--- EXCERPT TO READ ---
+-------+
The Key to My Suck-sess

06/28/2010 10:37

I am a thirty year-old single male who has recently returned to the US after working and studying abroad for the past two plus years. When I was forced to move back to the United States because of a lack of work, I was hoping to find a job with the government or an NGO in the field of international development. Now, nine months later, I am living with my parents, very single and still unemployed. The whole situation is having increasingly negative effects on my attitude and self confidence. I have spent the last 10 - 12 years preparing myself to accomplish the many goals that I have set for myself (this includes putting myself through school, obtaining 4 degrees, living in three different countries and being completely fluent in a foreign language). I've always felt that of the many things I would like to achieve in my life, there are a few things that are or would be central to my happiness: being a husband and father, and being gainfully employed in a job where I felt like I was helping others, making things better. These goals are now seemingly stifled by the current economic situation that plagues so many of us. I find myself frustrated and often depressed with my apparent lack of control over my unemployment and by the realization that the chances of an unemployed 30 year old living with his parents attracting a desirable woman are fairly slim. I am also becoming aware of the negative effects that my souring attitude is having on those around me. I often find myself curt and ornery with my parents and other family members and apathetic towards the very few social opportunities that may be available in my very small hometown. What can I do? – JJ

 What Mary Says...  What Crystal Says...
+-------+
--- GOALS ---
1. Reproduce the advice-column letter above word for word, from its title through the final line.
2. From the listing below, gather every line that contains the string "hoodie". The match is case-sensitive.

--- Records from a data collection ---
+-------+
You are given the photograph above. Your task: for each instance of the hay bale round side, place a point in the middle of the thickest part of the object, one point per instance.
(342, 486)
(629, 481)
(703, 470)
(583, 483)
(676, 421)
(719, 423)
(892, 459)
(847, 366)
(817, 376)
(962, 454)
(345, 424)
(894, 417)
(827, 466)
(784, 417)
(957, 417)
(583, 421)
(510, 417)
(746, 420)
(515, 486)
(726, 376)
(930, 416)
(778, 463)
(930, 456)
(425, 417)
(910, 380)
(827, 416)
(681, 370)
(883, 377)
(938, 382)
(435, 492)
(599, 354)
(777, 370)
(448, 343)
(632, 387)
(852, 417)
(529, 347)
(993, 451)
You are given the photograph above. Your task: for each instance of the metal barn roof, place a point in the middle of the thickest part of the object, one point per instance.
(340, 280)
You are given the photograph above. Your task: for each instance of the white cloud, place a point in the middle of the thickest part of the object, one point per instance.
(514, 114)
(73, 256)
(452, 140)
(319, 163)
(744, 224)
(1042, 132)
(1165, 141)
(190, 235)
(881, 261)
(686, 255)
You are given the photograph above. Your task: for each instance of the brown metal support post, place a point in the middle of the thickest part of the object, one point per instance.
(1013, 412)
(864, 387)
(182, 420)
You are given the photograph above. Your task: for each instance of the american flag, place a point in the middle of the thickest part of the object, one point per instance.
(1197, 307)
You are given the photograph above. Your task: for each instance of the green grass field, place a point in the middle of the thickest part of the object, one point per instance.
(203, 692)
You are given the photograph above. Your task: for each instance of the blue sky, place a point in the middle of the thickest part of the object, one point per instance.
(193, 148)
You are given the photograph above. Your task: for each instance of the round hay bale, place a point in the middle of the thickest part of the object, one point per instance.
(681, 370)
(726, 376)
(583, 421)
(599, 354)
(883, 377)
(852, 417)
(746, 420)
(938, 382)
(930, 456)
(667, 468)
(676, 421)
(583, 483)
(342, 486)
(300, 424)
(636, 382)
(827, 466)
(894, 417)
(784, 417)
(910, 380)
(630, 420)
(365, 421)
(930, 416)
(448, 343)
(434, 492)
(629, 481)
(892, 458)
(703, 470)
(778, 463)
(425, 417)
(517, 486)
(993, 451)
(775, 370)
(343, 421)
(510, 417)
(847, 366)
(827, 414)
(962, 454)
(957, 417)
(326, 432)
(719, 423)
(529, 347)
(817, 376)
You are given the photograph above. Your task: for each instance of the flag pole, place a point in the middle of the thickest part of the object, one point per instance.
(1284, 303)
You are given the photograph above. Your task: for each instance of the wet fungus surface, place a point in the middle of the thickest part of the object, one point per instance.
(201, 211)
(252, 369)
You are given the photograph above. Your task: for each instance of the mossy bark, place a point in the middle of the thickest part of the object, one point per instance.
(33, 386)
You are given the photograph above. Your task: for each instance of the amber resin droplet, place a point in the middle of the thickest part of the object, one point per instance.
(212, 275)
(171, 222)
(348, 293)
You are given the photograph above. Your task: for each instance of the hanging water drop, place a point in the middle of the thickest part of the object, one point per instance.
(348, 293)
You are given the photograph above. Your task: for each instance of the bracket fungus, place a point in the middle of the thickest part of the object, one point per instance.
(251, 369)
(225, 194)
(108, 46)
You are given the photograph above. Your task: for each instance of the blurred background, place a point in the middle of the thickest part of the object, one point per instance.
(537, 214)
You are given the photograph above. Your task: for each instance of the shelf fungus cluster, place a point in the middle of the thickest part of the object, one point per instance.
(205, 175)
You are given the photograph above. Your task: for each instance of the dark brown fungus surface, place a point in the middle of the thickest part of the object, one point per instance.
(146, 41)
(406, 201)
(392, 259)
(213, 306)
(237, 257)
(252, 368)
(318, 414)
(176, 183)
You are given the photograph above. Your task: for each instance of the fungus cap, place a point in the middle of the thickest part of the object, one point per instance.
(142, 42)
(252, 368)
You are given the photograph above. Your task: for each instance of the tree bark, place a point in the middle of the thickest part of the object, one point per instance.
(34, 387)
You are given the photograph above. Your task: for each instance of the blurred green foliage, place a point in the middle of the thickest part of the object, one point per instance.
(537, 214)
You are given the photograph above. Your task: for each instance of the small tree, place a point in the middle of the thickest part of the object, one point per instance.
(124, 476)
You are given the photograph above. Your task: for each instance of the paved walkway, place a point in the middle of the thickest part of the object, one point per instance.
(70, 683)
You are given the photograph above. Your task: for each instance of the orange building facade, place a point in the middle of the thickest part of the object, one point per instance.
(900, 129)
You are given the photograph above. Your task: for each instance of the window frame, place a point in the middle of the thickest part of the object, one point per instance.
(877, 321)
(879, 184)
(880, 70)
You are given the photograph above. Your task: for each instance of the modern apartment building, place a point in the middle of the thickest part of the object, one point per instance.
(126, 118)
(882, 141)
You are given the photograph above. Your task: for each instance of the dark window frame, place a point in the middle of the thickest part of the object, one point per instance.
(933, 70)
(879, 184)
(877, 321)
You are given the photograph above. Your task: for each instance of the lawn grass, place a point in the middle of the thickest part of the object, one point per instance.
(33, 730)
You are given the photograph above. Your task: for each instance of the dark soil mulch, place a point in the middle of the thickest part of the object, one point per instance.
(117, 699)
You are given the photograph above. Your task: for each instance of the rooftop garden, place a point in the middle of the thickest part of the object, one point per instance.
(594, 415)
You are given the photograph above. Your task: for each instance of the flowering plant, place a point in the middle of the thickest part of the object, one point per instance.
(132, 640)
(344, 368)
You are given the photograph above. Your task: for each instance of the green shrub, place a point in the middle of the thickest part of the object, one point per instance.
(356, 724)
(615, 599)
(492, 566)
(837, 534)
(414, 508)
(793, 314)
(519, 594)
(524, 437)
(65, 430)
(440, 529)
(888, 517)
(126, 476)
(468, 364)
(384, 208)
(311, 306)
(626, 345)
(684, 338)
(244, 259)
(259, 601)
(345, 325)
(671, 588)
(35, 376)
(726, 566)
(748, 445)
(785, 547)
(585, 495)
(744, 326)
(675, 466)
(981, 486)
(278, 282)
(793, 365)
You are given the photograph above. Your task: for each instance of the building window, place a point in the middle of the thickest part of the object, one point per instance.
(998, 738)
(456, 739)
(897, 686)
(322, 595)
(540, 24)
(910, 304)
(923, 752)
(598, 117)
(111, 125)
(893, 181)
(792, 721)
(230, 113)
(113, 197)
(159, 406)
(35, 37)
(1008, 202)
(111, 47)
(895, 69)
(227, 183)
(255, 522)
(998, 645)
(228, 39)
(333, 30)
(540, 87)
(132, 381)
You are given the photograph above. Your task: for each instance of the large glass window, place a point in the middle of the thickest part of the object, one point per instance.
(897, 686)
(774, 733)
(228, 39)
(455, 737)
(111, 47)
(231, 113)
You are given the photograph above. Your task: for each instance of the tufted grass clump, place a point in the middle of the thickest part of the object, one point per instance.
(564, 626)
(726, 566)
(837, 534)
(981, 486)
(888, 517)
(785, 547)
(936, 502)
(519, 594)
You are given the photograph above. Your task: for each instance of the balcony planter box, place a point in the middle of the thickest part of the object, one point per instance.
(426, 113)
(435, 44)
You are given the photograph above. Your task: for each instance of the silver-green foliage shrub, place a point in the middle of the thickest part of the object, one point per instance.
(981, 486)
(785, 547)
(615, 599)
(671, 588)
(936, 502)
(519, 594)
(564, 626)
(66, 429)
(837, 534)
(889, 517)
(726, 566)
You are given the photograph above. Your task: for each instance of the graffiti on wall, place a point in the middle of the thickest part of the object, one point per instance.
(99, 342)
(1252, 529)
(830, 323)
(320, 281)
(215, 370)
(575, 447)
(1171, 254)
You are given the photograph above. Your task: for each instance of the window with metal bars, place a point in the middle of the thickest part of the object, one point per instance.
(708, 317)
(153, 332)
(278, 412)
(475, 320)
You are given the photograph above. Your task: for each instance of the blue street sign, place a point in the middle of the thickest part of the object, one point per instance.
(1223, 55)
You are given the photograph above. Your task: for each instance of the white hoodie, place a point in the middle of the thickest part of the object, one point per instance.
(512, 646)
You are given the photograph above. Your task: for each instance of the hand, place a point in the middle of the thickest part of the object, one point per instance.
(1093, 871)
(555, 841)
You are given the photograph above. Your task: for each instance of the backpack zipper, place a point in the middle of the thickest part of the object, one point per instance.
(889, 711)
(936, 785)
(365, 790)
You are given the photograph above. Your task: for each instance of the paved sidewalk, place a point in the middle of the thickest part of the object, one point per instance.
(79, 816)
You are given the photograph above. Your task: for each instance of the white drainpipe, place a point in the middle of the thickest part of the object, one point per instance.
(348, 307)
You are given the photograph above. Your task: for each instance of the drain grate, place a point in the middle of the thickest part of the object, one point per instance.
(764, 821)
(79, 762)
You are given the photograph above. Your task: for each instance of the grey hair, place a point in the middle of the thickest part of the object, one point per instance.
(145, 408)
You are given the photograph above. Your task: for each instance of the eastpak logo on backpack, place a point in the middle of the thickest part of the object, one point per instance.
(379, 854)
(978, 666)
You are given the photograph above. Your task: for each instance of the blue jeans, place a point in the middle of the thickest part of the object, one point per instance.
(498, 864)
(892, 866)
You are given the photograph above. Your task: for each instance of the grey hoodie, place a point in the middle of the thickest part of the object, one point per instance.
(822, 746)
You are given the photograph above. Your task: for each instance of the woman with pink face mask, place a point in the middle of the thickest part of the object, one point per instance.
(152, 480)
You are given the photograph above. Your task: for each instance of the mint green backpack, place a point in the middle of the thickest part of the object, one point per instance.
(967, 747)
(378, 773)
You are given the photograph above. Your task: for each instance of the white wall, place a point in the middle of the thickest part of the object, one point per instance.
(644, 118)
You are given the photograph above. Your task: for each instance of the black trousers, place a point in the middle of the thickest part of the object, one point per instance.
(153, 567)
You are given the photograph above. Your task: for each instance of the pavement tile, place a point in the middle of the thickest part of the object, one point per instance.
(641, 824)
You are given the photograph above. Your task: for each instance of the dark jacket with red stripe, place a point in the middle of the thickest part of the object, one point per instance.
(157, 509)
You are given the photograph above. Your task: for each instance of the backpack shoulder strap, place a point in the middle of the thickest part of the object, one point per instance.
+-------+
--- SET OF ANSWERS ---
1.
The Key to My Suck-sess

06/28/2010 10:37

I am a thirty year-old single male who has recently returned to the US after working and studying abroad for the past two plus years. When I was forced to move back to the United States because of a lack of work, I was hoping to find a job with the government or an NGO in the field of international development. Now, nine months later, I am living with my parents, very single and still unemployed. The whole situation is having increasingly negative effects on my attitude and self confidence. I have spent the last 10 - 12 years preparing myself to accomplish the many goals that I have set for myself (this includes putting myself through school, obtaining 4 degrees, living in three different countries and being completely fluent in a foreign language). I've always felt that of the many things I would like to achieve in my life, there are a few things that are or would be central to my happiness: being a husband and father, and being gainfully employed in a job where I felt like I was helping others, making things better. These goals are now seemingly stifled by the current economic situation that plagues so many of us. I find myself frustrated and often depressed with my apparent lack of control over my unemployment and by the realization that the chances of an unemployed 30 year old living with his parents attracting a desirable woman are fairly slim. I am also becoming aware of the negative effects that my souring attitude is having on those around me. I often find myself curt and ornery with my parents and other family members and apathetic towards the very few social opportunities that may be available in my very small hometown. What can I do? – JJ

 What Mary Says...  What Crystal Says...

2.
You are given the photograph above. Your task: for each instance of the white hoodie, place a point in the middle of the thickest part of the object, one point per instance.
You are given the photograph above. Your task: for each instance of the grey hoodie, place a point in the middle of the thickest part of the object, one point per instance.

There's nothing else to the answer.